## Texto fornecido:
+===+

Sob o influxo dessa movimentação de novo
tipo, mesmo que em estágio precoce, germinam possibilidades de mutação na agenda
tradicional das forças democráticas, especialmente na esquerda, visível na
perda de ênfase da temática do nacional-popular, predominante entre nós por
décadas, que ora começa a ceder lugar à pauta das demandas igualitárias.
Exemplar disso está na crescente influência sobre nossos cientistas sociais da
obra de Thomas Piketty, como no caso notável de “Uma história da desigualdade:
a concentração de renda entre os ricos no Brasil (1926-2013)”, do jovem
sociólogo Pedro Ferreira de Souza, que sonda as raízes da invisibilidade da
nossa miséria material e político-moral.

+===+

## Entradas listadas:

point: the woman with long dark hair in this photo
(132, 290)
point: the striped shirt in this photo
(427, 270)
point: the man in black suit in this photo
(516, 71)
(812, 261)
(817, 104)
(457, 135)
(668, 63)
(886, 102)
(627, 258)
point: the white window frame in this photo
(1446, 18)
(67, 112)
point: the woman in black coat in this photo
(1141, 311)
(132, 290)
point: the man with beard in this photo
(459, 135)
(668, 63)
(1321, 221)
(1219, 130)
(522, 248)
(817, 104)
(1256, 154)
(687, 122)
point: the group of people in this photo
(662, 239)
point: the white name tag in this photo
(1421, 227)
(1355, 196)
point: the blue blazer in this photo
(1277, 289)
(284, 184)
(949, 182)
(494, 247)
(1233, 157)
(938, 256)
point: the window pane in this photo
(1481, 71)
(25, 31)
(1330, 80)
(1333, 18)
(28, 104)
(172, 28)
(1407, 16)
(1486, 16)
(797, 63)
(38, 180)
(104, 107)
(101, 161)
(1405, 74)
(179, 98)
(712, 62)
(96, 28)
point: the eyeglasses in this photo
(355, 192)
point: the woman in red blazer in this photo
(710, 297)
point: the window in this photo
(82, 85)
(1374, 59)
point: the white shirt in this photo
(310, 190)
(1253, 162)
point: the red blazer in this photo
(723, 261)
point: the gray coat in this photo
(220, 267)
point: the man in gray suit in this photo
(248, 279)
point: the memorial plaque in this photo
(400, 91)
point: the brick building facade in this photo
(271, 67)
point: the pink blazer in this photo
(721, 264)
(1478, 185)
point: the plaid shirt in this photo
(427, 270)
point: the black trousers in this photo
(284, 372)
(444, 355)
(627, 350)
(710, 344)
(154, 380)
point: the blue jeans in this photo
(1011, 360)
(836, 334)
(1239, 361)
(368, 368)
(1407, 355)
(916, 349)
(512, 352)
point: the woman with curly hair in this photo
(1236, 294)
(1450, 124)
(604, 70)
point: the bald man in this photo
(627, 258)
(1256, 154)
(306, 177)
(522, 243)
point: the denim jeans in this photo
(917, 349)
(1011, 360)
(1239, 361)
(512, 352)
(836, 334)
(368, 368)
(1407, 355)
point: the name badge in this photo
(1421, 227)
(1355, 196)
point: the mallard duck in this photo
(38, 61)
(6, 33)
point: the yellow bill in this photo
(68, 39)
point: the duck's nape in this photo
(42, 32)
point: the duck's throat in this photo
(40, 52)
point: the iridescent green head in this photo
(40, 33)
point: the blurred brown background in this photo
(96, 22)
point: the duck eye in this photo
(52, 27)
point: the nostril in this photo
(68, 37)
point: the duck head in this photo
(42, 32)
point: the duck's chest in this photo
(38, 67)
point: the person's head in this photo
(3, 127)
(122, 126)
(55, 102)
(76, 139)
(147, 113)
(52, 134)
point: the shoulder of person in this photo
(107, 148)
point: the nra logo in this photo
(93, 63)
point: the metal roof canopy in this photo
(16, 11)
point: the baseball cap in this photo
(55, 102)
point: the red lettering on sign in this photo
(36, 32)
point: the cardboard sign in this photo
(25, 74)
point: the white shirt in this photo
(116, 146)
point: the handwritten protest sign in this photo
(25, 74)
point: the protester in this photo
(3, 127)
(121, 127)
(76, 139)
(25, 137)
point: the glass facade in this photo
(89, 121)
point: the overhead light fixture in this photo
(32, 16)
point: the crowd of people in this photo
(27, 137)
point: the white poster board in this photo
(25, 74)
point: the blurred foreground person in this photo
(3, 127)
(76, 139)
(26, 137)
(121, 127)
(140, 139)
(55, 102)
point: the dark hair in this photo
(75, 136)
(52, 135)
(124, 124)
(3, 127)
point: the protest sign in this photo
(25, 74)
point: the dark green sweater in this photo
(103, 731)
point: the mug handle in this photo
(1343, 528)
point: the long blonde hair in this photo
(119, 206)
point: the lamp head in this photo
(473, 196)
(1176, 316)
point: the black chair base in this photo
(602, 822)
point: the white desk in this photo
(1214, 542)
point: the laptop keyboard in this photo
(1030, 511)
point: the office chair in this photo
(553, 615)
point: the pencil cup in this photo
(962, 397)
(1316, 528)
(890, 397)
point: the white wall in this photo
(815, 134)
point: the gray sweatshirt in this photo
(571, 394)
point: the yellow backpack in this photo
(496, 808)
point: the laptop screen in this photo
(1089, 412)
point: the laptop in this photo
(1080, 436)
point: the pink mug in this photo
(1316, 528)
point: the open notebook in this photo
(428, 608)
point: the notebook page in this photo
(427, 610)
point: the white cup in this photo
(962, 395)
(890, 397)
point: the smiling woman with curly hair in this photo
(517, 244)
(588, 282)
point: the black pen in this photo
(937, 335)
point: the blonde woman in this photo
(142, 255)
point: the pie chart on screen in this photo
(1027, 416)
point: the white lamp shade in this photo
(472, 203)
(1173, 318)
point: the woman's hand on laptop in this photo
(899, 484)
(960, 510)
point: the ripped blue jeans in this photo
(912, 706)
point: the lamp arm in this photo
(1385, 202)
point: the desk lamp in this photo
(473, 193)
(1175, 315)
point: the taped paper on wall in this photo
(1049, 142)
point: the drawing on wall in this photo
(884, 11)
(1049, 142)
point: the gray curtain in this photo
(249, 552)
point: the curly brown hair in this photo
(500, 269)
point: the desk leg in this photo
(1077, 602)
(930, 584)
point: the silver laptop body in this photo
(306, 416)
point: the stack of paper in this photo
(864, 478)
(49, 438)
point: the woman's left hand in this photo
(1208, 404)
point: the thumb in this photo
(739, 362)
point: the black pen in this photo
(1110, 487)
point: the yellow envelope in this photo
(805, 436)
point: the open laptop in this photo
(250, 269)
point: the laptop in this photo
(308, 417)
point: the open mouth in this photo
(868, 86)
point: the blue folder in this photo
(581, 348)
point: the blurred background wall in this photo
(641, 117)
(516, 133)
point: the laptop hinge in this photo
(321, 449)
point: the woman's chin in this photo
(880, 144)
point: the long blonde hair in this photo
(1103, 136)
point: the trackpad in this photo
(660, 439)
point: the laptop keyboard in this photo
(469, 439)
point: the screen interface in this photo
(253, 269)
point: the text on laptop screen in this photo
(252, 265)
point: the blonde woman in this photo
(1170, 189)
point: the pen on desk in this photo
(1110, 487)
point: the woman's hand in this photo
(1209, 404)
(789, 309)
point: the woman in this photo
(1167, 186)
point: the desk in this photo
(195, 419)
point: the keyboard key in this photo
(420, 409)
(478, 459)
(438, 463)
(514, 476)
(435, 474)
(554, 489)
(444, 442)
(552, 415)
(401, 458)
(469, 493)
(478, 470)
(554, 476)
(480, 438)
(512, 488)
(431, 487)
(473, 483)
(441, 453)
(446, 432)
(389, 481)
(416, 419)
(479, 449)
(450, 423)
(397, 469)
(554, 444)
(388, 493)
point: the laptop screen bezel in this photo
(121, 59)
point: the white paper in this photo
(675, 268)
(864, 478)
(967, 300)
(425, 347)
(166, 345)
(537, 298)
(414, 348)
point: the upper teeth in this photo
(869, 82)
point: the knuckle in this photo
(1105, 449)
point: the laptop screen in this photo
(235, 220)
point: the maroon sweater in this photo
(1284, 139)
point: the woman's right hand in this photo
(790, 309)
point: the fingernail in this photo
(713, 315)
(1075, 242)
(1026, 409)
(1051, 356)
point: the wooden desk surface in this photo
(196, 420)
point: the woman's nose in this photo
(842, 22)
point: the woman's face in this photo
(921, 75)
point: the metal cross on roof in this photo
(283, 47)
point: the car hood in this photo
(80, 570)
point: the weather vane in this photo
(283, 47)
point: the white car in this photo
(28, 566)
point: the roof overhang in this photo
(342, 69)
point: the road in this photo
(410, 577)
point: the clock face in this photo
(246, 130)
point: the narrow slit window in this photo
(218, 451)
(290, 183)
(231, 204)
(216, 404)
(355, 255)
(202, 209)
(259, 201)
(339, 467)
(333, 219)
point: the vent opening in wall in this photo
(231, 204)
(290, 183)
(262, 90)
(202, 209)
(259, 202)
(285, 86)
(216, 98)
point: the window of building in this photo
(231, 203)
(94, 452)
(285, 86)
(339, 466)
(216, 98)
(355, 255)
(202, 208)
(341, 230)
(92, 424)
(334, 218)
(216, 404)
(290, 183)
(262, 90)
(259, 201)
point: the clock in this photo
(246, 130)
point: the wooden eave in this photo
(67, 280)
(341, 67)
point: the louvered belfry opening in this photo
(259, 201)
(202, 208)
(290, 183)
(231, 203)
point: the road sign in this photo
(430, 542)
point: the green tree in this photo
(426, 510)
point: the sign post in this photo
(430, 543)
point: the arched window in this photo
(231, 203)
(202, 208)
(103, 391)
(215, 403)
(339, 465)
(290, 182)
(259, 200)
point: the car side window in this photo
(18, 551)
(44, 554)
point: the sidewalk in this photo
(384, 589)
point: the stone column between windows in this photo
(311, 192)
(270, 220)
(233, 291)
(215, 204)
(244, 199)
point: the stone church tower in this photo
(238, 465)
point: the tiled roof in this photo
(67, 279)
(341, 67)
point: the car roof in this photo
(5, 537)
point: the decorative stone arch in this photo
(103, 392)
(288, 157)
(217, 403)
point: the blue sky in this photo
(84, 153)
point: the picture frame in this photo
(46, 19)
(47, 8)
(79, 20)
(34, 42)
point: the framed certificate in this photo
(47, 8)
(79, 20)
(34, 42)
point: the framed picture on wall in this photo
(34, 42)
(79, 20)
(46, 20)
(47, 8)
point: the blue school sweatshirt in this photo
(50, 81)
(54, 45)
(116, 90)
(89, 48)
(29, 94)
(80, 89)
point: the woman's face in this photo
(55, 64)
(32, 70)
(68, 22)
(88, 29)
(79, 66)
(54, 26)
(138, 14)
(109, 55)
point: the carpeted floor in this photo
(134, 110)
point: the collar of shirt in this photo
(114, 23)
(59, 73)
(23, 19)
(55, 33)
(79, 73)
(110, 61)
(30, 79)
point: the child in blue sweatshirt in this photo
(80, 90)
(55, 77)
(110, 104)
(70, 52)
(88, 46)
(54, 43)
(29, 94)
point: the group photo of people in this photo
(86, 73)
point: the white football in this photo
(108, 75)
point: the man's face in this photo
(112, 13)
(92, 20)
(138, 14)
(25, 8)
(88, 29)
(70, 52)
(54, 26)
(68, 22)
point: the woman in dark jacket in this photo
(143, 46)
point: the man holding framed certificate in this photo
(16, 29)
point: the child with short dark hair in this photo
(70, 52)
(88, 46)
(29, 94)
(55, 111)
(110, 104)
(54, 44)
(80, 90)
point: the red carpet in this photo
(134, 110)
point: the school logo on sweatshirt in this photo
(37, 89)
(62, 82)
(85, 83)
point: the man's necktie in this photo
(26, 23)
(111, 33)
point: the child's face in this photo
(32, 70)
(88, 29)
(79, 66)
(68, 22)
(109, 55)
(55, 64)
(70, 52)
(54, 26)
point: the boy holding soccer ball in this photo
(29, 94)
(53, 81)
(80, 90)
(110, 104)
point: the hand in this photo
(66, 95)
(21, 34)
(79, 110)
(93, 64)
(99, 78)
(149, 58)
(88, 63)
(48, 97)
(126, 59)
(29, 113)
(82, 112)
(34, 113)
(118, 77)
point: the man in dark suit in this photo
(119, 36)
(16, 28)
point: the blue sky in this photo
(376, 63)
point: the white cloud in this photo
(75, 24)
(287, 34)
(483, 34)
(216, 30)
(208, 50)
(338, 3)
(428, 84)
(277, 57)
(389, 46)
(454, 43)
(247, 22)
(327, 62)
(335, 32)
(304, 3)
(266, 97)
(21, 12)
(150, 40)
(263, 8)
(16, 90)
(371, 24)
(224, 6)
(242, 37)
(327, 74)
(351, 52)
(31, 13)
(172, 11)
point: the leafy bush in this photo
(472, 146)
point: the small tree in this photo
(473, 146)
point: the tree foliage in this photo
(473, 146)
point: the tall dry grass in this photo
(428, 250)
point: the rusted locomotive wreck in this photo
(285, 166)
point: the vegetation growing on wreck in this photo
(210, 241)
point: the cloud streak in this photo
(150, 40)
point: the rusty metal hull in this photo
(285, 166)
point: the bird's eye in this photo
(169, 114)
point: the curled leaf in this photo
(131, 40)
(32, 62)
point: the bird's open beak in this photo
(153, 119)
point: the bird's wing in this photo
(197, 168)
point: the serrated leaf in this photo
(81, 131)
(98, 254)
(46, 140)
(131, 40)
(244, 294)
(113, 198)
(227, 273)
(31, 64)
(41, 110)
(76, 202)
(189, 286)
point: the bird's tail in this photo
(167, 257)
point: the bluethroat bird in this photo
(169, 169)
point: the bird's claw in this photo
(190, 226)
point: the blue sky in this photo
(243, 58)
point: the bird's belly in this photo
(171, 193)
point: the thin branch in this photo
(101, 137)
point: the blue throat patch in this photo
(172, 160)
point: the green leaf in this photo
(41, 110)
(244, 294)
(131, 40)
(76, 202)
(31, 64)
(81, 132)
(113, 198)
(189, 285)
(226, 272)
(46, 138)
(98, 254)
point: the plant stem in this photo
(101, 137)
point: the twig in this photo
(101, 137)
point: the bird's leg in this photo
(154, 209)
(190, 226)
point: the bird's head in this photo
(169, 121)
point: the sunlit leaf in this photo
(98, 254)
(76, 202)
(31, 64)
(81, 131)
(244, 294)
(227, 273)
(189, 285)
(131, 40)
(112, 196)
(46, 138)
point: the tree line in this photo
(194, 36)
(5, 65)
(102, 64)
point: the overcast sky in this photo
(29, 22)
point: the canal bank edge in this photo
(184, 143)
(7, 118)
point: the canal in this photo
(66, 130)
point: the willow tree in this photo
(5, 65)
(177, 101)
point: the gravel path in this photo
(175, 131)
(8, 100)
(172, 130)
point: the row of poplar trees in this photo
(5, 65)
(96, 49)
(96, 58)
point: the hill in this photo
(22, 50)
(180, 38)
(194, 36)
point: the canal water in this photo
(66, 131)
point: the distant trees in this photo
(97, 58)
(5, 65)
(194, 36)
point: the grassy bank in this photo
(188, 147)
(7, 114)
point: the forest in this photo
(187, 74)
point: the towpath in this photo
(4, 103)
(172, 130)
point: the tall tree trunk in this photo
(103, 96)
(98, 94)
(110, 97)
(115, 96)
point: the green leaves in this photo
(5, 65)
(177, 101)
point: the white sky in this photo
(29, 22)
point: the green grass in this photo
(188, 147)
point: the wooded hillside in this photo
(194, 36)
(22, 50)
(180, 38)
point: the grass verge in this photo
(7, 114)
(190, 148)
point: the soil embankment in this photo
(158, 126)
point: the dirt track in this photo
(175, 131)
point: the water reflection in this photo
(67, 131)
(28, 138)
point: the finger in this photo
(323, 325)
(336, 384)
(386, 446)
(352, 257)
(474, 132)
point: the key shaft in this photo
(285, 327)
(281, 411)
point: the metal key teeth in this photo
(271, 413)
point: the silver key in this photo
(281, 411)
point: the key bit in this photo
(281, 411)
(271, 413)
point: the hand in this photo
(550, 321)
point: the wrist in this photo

+===+

## Objetivo do exercício:
Escreva a parte seguinte do texto sobre a desigualdade e a agenda das forças democráticas, começando depois da sua última frase. As entradas não têm nenhuma função neste exercício.

## Resposta escrita:
Estivemos imersos por longas décadas a partir do Estado Novo nos temas e nas políticas de modernização, ora em versões autocráticas, dominantes no período, ora em versões brandas, mas nenhuma delas renegou o papel da esfera pública na perseguição dos seus fins. No governo que aí está, pela primeira vez em nossa história política republicana, ela é concebida em pura chave de mercado. Para o argumento neoliberal dos atuais governantes, por modernização entende-se a destituição do público e das suas instituições a fim de deixar terreno livre para o aprofundamento irrestrito da expansão do capitalismo, seja no mundo agrário, no urbano, onde quer que se identifique uma fronteira propícia à acumulação de capitais, como nos resorts do litoral ou mesmo nos cassinos, objeto de desejo do nosso patético ministro da Fazenda. Na esteira de Thatcher, Reagan e Trump, para Bolsonaro não existe essa coisa de sociedade.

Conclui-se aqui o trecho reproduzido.